*Written problem*
What is needed is an exact copy of the entries below, from the line that contains "Every instance of the dense forest" through the final line, both included, and nothing else.

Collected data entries
+ + + + +

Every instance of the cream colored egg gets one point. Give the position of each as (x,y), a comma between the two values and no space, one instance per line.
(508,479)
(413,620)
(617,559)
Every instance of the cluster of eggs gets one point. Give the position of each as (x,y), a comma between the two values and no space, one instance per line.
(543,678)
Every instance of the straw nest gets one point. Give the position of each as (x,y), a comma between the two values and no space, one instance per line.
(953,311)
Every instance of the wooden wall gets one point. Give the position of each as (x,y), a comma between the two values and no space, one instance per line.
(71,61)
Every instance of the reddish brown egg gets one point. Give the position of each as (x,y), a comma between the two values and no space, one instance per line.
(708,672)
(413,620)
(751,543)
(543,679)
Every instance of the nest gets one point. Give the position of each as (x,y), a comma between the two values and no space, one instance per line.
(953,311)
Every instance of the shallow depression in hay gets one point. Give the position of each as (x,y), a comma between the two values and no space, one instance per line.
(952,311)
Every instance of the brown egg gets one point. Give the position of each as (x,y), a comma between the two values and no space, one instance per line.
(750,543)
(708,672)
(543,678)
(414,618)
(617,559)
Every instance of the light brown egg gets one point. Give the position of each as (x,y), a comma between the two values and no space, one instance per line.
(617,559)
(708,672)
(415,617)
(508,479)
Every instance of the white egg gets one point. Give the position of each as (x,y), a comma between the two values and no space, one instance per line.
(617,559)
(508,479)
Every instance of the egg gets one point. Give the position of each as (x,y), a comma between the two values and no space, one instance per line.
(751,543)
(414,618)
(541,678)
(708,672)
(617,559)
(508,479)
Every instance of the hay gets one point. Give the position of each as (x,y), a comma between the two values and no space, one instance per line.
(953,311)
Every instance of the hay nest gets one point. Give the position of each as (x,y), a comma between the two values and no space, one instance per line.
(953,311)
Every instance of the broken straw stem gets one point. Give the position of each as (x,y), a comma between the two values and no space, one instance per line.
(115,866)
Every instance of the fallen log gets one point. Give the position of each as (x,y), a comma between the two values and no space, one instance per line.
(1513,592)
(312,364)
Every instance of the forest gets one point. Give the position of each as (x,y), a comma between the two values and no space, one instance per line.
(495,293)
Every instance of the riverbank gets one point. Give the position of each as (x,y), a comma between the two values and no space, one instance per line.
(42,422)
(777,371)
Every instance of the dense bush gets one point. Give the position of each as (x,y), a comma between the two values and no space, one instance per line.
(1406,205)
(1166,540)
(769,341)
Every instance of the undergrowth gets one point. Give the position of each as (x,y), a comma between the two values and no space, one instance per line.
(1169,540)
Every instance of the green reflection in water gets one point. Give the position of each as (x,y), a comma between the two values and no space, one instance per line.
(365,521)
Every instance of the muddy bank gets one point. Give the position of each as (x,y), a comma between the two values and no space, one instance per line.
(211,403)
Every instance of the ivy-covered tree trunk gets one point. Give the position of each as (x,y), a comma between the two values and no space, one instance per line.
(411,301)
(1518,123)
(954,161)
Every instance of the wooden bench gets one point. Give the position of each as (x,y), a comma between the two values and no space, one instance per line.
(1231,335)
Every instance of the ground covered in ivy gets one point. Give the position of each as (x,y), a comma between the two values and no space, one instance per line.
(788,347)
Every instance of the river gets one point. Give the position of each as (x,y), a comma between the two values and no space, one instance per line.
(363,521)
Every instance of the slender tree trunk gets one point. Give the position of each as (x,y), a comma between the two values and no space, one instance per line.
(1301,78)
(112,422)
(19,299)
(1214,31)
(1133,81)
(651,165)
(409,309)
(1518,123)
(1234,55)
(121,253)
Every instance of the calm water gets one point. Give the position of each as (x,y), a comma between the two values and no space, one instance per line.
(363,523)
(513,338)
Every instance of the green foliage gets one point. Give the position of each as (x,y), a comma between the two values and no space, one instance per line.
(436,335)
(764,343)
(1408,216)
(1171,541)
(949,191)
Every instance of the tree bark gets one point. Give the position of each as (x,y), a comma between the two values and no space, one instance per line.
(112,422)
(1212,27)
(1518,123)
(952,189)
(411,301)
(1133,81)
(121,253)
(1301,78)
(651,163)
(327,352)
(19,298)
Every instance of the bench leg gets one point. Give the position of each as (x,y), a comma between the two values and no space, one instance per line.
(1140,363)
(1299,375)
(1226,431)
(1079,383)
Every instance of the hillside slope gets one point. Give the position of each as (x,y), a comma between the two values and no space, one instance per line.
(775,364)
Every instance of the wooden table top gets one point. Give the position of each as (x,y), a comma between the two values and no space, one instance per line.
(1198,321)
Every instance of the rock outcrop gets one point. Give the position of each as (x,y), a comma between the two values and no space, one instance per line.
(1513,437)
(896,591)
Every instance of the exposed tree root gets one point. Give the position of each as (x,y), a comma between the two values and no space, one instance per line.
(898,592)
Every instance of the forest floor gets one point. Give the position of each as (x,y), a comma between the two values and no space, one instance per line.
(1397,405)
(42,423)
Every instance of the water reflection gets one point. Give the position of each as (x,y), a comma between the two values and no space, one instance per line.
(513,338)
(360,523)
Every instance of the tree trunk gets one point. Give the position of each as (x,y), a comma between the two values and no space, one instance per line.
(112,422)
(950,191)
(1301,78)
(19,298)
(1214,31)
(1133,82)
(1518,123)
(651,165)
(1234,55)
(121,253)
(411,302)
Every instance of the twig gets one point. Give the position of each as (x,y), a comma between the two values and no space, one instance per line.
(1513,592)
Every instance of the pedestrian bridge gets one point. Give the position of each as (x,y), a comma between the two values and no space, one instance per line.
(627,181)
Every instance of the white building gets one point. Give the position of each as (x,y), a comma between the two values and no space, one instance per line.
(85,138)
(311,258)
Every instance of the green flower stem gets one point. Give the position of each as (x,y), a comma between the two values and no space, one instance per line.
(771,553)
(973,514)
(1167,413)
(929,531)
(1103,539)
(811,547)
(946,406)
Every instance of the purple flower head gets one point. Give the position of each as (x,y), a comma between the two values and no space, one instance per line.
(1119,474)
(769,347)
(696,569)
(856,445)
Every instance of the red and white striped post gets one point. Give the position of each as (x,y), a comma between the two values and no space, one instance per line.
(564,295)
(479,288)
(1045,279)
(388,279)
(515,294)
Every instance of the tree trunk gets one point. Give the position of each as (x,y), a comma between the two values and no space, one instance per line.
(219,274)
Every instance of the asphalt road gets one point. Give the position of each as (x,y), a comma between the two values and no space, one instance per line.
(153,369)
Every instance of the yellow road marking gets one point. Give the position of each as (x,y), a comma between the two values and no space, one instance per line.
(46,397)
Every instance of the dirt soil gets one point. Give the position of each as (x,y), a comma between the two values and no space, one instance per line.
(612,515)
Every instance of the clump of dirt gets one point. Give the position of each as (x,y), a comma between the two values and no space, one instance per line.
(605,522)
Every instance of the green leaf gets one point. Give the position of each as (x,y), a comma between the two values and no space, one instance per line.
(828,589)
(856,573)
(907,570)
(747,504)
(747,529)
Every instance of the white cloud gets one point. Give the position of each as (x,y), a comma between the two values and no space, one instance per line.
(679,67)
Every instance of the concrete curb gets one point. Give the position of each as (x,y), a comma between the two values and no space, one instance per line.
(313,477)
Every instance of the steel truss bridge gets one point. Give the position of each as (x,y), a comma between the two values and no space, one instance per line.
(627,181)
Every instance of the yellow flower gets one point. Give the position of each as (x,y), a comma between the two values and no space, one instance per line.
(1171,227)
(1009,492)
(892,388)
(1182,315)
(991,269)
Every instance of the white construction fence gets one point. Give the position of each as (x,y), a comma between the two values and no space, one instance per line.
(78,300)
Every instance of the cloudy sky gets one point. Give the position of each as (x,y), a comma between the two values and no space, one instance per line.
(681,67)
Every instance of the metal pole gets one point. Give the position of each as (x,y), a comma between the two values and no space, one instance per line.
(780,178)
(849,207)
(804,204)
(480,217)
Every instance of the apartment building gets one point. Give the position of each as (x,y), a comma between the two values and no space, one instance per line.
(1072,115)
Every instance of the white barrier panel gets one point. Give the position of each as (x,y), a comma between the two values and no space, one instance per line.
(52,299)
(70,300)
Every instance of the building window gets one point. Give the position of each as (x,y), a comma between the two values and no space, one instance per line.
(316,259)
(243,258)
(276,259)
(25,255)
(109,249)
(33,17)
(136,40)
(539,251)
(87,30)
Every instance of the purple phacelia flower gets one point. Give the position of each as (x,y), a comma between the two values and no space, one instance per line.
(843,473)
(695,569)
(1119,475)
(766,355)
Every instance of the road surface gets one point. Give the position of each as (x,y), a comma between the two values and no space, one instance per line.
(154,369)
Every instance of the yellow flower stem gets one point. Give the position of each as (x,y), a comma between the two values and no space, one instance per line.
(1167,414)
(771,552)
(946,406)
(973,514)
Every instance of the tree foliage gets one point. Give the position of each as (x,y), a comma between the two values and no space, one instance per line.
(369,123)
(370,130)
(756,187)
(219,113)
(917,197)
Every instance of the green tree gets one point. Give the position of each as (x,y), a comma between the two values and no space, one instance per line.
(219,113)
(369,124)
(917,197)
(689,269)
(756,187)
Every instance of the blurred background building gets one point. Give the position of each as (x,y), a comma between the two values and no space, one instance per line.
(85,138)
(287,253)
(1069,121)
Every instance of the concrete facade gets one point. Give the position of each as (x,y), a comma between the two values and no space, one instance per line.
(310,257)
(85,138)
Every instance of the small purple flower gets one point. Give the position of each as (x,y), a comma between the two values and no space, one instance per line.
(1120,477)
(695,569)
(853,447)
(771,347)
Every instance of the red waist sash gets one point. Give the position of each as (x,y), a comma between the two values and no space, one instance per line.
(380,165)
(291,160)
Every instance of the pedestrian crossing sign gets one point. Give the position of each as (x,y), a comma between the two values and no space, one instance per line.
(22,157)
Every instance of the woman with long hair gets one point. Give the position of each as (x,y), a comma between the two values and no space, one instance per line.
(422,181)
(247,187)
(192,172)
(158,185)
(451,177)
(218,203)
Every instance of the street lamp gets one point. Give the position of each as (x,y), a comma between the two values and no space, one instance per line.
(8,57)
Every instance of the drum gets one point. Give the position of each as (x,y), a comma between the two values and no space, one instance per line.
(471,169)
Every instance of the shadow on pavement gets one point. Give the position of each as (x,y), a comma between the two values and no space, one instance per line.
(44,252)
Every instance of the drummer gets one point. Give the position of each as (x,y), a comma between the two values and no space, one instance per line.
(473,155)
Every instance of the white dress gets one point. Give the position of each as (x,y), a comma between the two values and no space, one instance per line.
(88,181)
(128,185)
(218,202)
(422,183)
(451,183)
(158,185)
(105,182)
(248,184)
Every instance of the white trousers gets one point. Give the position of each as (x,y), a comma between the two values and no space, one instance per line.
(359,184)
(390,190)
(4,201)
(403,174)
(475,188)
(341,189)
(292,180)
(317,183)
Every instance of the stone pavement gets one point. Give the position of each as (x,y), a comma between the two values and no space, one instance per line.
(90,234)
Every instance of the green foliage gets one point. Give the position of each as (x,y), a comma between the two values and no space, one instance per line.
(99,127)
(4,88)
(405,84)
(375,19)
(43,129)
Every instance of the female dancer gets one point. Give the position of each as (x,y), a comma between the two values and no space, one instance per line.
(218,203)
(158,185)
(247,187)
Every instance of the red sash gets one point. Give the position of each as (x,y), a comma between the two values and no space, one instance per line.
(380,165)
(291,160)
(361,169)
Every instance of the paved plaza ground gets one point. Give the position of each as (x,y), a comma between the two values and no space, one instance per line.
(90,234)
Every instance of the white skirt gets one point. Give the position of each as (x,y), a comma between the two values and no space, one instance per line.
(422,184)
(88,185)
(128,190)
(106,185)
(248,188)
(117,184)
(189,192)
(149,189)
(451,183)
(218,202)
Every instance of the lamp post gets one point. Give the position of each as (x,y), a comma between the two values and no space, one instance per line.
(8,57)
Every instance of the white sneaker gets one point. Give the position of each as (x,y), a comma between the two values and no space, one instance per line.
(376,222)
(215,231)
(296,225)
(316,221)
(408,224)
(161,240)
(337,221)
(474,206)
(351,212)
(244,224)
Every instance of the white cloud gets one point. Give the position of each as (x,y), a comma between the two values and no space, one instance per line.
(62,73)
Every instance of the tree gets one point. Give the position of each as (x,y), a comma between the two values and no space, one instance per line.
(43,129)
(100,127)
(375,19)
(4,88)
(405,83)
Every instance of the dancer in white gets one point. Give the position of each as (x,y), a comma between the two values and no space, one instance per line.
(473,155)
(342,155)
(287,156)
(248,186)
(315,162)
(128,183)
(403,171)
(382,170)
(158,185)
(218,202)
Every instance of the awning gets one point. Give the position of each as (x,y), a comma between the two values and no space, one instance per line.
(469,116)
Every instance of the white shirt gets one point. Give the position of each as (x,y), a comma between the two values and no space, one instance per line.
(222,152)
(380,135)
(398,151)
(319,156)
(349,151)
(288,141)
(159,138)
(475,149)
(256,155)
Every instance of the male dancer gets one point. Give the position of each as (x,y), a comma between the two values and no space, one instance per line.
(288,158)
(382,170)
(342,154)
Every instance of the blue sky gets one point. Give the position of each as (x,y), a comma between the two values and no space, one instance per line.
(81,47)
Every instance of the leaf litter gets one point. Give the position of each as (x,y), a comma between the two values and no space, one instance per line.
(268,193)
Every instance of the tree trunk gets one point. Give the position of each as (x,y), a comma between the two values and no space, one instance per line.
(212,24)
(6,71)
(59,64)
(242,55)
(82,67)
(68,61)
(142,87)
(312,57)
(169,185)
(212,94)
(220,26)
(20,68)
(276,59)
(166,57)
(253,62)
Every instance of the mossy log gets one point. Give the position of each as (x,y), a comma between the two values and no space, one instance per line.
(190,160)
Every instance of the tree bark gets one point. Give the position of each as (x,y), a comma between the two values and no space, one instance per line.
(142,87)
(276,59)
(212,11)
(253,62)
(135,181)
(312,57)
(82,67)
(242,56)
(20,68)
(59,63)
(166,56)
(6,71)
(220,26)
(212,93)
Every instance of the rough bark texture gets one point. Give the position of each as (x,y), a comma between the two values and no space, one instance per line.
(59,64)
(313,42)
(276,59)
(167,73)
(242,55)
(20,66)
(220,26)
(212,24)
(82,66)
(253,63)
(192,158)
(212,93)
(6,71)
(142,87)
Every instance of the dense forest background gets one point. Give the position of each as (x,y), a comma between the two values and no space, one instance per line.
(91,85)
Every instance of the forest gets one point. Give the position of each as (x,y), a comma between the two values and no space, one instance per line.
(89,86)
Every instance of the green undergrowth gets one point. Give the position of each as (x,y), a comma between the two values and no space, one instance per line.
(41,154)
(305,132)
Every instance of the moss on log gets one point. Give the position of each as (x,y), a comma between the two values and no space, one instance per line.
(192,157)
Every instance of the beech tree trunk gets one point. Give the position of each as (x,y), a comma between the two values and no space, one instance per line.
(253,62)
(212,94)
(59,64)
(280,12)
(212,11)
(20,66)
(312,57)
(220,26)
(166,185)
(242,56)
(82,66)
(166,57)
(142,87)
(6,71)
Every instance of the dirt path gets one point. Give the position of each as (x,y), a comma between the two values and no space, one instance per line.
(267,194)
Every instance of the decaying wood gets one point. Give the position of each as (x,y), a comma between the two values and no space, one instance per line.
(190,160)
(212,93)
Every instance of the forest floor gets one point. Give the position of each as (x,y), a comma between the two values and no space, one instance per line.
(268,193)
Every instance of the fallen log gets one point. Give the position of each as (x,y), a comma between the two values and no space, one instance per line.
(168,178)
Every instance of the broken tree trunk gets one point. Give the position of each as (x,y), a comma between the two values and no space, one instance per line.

+ + + + +

*Exercise answer*
Every instance of the dense forest background gets one point. Give the position of each as (x,y), a comma between the two values and no space, one instance per line.
(91,85)
Every instance of the forest gets one point. Give the position of each as (x,y), a comma between the two values and no space, one instance per line.
(89,86)
Every instance of the green undergrowth gets one point. Give the position of each as (x,y), a comma between the two values and no space, one instance per line.
(41,154)
(305,132)
Every instance of the moss on log gets one point. Give the position of each as (x,y), a comma between the two values and no space, one instance per line.
(192,157)
Every instance of the beech tree trunk gets one point. Give the position of each as (x,y), a comma between the two values and no space, one instance per line.
(253,62)
(212,94)
(59,64)
(280,12)
(212,11)
(20,66)
(312,57)
(220,26)
(166,185)
(242,56)
(82,66)
(166,57)
(142,87)
(6,71)
Every instance of the dirt path gets one point. Give the position of each as (x,y), a comma between the two values and no space, one instance per line.
(267,194)
Every instance of the decaying wood gets one point. Give the position of each as (x,y), a comma between the two values and no space, one instance per line.
(190,160)
(212,93)
Every instance of the forest floor gets one point. Give the position of each as (x,y), a comma between the two values and no space, one instance per line.
(268,193)
Every instance of the fallen log gets one point. Give the position of each as (x,y), a comma between the two values and no space, one instance per line.
(168,178)
Every instance of the broken tree trunk gets one point. Give the position of each as (x,y), a comma between the two values and no space, one instance per line.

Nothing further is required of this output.